● **DATA TO PROCESS**:
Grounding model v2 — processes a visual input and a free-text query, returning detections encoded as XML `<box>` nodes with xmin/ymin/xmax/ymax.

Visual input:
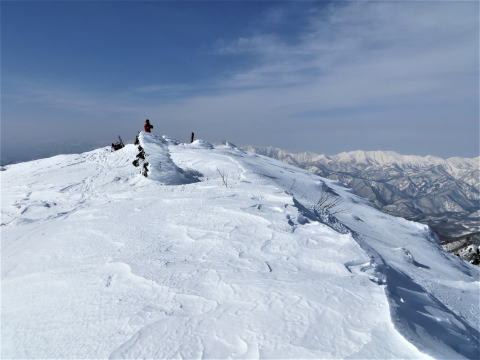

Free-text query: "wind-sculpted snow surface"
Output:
<box><xmin>0</xmin><ymin>134</ymin><xmax>480</xmax><ymax>359</ymax></box>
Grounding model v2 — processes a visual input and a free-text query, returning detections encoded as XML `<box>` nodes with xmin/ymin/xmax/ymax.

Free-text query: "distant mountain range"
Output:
<box><xmin>243</xmin><ymin>146</ymin><xmax>480</xmax><ymax>260</ymax></box>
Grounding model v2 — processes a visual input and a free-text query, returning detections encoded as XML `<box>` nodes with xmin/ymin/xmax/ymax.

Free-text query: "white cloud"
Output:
<box><xmin>4</xmin><ymin>2</ymin><xmax>478</xmax><ymax>155</ymax></box>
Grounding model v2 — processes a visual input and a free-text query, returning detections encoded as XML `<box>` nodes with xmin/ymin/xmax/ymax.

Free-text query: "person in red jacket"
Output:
<box><xmin>143</xmin><ymin>119</ymin><xmax>153</xmax><ymax>132</ymax></box>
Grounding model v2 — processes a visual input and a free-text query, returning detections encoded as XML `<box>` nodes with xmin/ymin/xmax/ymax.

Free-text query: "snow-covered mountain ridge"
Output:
<box><xmin>0</xmin><ymin>134</ymin><xmax>480</xmax><ymax>359</ymax></box>
<box><xmin>244</xmin><ymin>146</ymin><xmax>480</xmax><ymax>239</ymax></box>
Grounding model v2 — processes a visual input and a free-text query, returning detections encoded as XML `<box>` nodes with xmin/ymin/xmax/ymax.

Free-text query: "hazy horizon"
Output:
<box><xmin>0</xmin><ymin>1</ymin><xmax>480</xmax><ymax>164</ymax></box>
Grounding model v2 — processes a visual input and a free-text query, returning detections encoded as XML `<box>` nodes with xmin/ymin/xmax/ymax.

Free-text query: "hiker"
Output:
<box><xmin>143</xmin><ymin>119</ymin><xmax>153</xmax><ymax>132</ymax></box>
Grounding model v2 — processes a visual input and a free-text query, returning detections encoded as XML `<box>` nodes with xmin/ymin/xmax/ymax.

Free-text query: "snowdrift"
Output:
<box><xmin>0</xmin><ymin>134</ymin><xmax>480</xmax><ymax>359</ymax></box>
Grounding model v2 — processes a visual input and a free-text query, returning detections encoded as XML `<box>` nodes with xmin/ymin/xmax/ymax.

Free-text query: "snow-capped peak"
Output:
<box><xmin>0</xmin><ymin>134</ymin><xmax>480</xmax><ymax>359</ymax></box>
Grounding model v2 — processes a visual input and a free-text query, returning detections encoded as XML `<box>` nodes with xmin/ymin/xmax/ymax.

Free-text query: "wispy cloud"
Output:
<box><xmin>2</xmin><ymin>2</ymin><xmax>478</xmax><ymax>160</ymax></box>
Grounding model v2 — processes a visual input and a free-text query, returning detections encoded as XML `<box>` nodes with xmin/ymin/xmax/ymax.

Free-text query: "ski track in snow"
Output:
<box><xmin>0</xmin><ymin>134</ymin><xmax>480</xmax><ymax>359</ymax></box>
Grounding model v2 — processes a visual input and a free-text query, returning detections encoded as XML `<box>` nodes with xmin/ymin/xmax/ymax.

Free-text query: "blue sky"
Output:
<box><xmin>1</xmin><ymin>1</ymin><xmax>479</xmax><ymax>163</ymax></box>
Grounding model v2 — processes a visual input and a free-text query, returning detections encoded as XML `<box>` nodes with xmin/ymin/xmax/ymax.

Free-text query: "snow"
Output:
<box><xmin>0</xmin><ymin>133</ymin><xmax>480</xmax><ymax>359</ymax></box>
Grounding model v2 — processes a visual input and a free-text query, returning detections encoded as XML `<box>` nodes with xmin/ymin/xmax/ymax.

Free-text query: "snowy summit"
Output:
<box><xmin>0</xmin><ymin>133</ymin><xmax>480</xmax><ymax>359</ymax></box>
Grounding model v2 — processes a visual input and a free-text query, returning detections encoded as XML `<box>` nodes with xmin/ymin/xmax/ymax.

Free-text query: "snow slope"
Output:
<box><xmin>0</xmin><ymin>134</ymin><xmax>480</xmax><ymax>359</ymax></box>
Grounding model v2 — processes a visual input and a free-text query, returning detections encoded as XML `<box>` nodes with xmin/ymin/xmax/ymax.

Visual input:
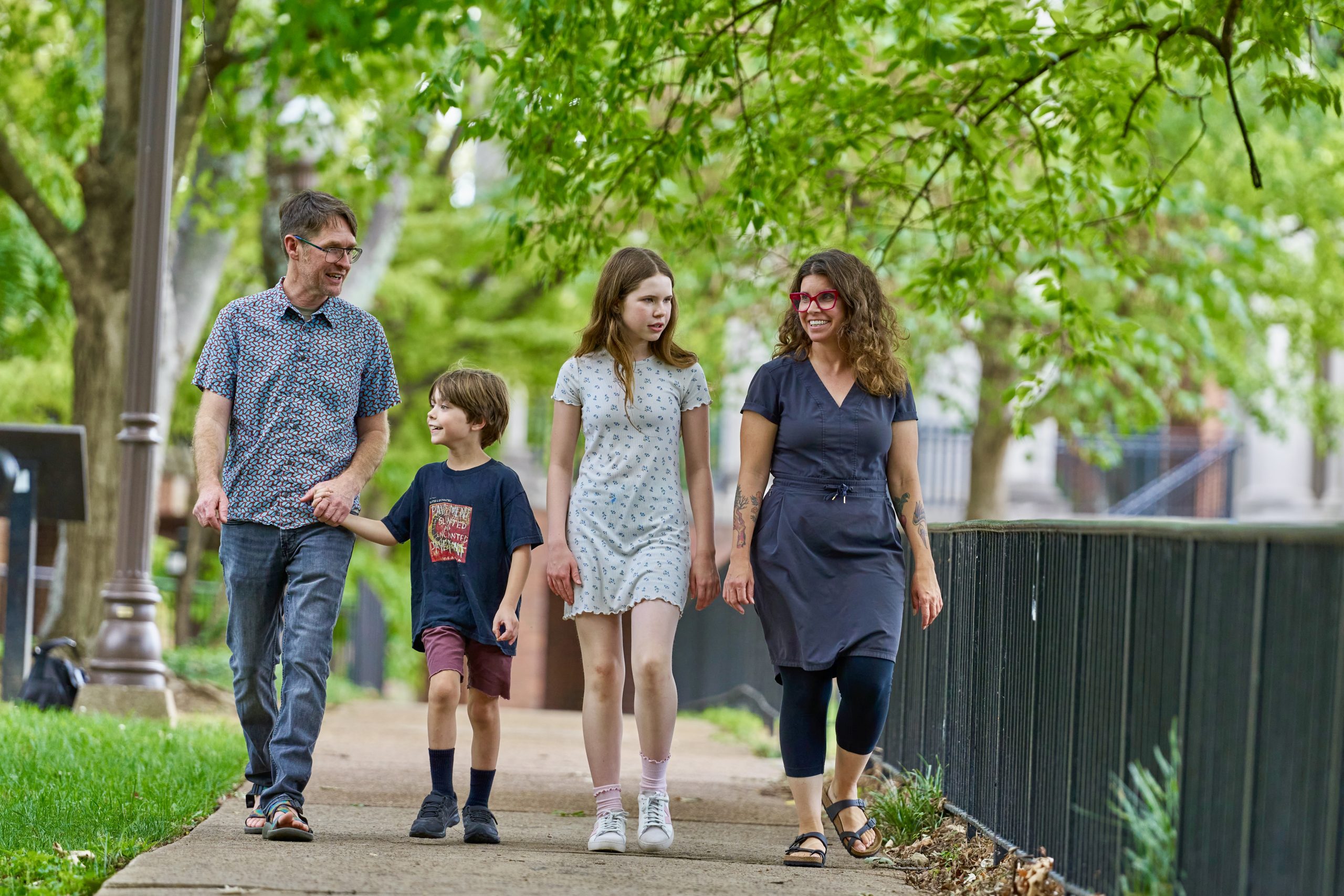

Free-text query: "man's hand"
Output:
<box><xmin>298</xmin><ymin>476</ymin><xmax>359</xmax><ymax>525</ymax></box>
<box><xmin>191</xmin><ymin>485</ymin><xmax>228</xmax><ymax>529</ymax></box>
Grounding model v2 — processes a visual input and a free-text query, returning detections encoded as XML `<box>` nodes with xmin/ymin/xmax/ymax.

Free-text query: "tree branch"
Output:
<box><xmin>0</xmin><ymin>130</ymin><xmax>74</xmax><ymax>271</ymax></box>
<box><xmin>172</xmin><ymin>0</ymin><xmax>239</xmax><ymax>180</ymax></box>
<box><xmin>1083</xmin><ymin>97</ymin><xmax>1215</xmax><ymax>227</ymax></box>
<box><xmin>1223</xmin><ymin>57</ymin><xmax>1263</xmax><ymax>189</ymax></box>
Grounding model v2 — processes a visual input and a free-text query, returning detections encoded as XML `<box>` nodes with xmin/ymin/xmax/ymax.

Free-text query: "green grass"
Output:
<box><xmin>0</xmin><ymin>705</ymin><xmax>246</xmax><ymax>896</ymax></box>
<box><xmin>868</xmin><ymin>764</ymin><xmax>942</xmax><ymax>846</ymax></box>
<box><xmin>164</xmin><ymin>645</ymin><xmax>379</xmax><ymax>707</ymax></box>
<box><xmin>677</xmin><ymin>707</ymin><xmax>780</xmax><ymax>759</ymax></box>
<box><xmin>1111</xmin><ymin>720</ymin><xmax>1185</xmax><ymax>896</ymax></box>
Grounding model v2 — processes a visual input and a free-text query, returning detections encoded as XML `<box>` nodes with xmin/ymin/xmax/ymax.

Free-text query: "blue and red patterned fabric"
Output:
<box><xmin>191</xmin><ymin>278</ymin><xmax>401</xmax><ymax>529</ymax></box>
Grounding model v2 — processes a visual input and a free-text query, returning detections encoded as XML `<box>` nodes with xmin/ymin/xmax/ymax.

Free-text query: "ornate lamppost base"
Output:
<box><xmin>74</xmin><ymin>684</ymin><xmax>177</xmax><ymax>727</ymax></box>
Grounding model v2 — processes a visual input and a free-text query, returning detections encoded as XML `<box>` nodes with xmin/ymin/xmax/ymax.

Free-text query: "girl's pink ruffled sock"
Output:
<box><xmin>593</xmin><ymin>785</ymin><xmax>621</xmax><ymax>815</ymax></box>
<box><xmin>640</xmin><ymin>752</ymin><xmax>672</xmax><ymax>794</ymax></box>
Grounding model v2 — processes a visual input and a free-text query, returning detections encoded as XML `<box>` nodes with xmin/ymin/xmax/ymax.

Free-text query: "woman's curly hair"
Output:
<box><xmin>774</xmin><ymin>248</ymin><xmax>907</xmax><ymax>395</ymax></box>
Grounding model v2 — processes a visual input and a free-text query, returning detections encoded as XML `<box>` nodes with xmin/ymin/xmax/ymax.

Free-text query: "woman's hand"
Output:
<box><xmin>908</xmin><ymin>563</ymin><xmax>942</xmax><ymax>630</ymax></box>
<box><xmin>545</xmin><ymin>543</ymin><xmax>583</xmax><ymax>605</ymax></box>
<box><xmin>691</xmin><ymin>552</ymin><xmax>719</xmax><ymax>610</ymax></box>
<box><xmin>723</xmin><ymin>555</ymin><xmax>755</xmax><ymax>613</ymax></box>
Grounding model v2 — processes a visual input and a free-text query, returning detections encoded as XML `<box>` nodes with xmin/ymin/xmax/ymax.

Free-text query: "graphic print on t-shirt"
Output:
<box><xmin>429</xmin><ymin>501</ymin><xmax>472</xmax><ymax>563</ymax></box>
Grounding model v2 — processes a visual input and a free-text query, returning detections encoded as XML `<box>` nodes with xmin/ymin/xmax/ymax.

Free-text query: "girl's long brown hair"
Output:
<box><xmin>774</xmin><ymin>248</ymin><xmax>907</xmax><ymax>395</ymax></box>
<box><xmin>574</xmin><ymin>246</ymin><xmax>696</xmax><ymax>404</ymax></box>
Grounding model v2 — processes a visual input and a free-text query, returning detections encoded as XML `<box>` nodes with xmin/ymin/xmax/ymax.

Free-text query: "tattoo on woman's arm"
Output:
<box><xmin>914</xmin><ymin>501</ymin><xmax>929</xmax><ymax>548</ymax></box>
<box><xmin>732</xmin><ymin>485</ymin><xmax>761</xmax><ymax>548</ymax></box>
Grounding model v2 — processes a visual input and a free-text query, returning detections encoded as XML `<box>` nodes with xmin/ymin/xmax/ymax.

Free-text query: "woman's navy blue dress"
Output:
<box><xmin>742</xmin><ymin>356</ymin><xmax>917</xmax><ymax>670</ymax></box>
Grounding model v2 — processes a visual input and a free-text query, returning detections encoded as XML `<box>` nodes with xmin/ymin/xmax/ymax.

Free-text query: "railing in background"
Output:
<box><xmin>919</xmin><ymin>423</ymin><xmax>970</xmax><ymax>519</ymax></box>
<box><xmin>1106</xmin><ymin>438</ymin><xmax>1241</xmax><ymax>517</ymax></box>
<box><xmin>881</xmin><ymin>523</ymin><xmax>1344</xmax><ymax>896</ymax></box>
<box><xmin>1055</xmin><ymin>430</ymin><xmax>1236</xmax><ymax>517</ymax></box>
<box><xmin>672</xmin><ymin>585</ymin><xmax>782</xmax><ymax>728</ymax></box>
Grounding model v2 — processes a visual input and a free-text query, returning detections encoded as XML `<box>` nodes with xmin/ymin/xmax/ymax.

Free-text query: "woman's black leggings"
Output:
<box><xmin>780</xmin><ymin>657</ymin><xmax>897</xmax><ymax>778</ymax></box>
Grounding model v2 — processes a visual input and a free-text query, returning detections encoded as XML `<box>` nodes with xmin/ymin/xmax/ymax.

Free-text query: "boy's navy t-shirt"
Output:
<box><xmin>383</xmin><ymin>461</ymin><xmax>542</xmax><ymax>657</ymax></box>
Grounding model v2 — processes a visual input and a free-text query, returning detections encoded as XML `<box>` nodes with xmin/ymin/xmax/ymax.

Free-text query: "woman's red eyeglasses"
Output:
<box><xmin>789</xmin><ymin>289</ymin><xmax>840</xmax><ymax>312</ymax></box>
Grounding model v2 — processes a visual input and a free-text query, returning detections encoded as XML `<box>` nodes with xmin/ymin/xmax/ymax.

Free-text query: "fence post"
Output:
<box><xmin>1060</xmin><ymin>535</ymin><xmax>1086</xmax><ymax>868</ymax></box>
<box><xmin>1236</xmin><ymin>539</ymin><xmax>1269</xmax><ymax>896</ymax></box>
<box><xmin>1321</xmin><ymin>556</ymin><xmax>1344</xmax><ymax>896</ymax></box>
<box><xmin>1116</xmin><ymin>532</ymin><xmax>1135</xmax><ymax>870</ymax></box>
<box><xmin>1176</xmin><ymin>539</ymin><xmax>1195</xmax><ymax>869</ymax></box>
<box><xmin>350</xmin><ymin>579</ymin><xmax>387</xmax><ymax>693</ymax></box>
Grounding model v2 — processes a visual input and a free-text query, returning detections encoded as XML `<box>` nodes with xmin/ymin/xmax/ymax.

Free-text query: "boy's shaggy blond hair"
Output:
<box><xmin>429</xmin><ymin>367</ymin><xmax>508</xmax><ymax>447</ymax></box>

● **WORK INSTRUCTIONS**: Copy every line of the entries above that contains the word "blue", matching case exactly.

● **TASK RESULT**:
Free-text query: "blue sky"
Free-text query: "blue and red patterned fabric"
Free-text query: "woman's navy blue dress"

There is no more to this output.